*Dataset entries*:
※ ※ ※

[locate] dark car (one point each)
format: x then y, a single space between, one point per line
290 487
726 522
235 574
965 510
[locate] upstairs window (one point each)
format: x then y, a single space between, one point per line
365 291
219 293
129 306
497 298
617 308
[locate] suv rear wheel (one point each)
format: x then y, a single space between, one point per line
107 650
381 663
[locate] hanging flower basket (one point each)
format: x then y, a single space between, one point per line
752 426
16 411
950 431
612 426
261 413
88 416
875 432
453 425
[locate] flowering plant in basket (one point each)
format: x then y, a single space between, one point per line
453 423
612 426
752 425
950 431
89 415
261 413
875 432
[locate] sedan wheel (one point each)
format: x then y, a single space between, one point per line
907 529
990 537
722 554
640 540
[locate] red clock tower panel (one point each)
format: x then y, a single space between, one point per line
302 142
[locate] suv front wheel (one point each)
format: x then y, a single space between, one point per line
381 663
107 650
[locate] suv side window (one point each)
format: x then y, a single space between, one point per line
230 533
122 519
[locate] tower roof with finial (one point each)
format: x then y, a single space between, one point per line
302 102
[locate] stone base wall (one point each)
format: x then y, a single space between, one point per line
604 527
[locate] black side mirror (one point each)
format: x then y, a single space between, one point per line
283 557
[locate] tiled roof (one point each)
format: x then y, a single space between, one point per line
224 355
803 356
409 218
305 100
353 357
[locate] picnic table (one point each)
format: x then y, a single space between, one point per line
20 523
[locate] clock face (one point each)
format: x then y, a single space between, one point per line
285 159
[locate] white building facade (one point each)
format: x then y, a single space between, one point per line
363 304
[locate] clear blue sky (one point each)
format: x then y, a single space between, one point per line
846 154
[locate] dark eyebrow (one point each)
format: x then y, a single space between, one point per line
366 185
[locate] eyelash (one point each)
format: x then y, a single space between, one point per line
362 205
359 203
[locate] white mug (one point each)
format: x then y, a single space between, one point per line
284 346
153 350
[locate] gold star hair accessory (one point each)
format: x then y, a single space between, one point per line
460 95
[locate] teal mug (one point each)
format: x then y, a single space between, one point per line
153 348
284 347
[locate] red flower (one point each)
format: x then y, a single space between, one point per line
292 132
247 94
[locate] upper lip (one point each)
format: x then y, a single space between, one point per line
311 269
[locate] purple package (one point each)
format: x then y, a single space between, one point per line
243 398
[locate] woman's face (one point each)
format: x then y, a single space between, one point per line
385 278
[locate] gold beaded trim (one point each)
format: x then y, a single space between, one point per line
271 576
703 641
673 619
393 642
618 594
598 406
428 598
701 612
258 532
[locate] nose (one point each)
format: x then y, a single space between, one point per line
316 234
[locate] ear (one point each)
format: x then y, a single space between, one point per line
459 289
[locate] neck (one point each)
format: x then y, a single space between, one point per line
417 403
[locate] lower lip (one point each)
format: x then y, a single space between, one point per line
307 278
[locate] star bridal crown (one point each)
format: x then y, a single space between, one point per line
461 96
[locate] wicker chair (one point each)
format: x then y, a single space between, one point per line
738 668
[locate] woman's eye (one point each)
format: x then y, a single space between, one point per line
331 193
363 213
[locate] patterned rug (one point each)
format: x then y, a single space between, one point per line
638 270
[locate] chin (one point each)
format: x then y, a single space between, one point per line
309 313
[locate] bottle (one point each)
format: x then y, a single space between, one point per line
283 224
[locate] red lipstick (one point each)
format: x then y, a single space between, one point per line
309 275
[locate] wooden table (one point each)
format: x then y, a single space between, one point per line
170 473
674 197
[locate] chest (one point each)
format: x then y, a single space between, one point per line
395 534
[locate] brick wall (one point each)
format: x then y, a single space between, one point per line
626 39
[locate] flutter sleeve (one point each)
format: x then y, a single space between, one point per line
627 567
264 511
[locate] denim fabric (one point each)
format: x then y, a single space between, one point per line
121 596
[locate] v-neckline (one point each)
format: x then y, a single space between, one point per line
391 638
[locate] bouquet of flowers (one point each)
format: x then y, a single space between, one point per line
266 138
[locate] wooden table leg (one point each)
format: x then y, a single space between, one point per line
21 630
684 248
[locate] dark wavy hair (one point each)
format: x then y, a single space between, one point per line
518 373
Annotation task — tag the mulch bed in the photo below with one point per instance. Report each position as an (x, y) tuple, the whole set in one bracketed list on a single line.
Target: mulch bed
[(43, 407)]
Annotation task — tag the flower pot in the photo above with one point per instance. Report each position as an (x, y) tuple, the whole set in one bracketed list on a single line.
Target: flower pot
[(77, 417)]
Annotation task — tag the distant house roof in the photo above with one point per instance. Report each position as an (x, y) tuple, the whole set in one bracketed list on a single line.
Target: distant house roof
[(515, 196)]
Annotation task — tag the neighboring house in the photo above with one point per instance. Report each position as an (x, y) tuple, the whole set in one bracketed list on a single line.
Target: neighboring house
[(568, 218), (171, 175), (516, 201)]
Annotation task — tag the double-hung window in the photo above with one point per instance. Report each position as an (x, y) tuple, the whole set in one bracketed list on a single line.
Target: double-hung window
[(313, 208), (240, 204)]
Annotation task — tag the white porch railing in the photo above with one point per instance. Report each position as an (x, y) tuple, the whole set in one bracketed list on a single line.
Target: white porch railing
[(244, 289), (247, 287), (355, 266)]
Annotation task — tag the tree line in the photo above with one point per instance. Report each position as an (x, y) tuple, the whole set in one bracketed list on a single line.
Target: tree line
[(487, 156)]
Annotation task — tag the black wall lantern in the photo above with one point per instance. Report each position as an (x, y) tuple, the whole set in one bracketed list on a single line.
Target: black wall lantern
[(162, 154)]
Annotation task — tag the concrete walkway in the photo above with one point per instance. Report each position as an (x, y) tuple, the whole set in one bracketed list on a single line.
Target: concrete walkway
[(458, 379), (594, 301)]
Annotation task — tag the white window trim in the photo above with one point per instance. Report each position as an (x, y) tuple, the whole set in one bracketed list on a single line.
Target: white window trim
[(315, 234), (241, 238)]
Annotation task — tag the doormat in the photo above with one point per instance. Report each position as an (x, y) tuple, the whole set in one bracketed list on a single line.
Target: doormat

※ ※ ※

*Assignment*:
From the records above, return each line where "clock" occurs.

*Response below*:
[locate] red clock tower panel (one point each)
[locate] clock face (one point each)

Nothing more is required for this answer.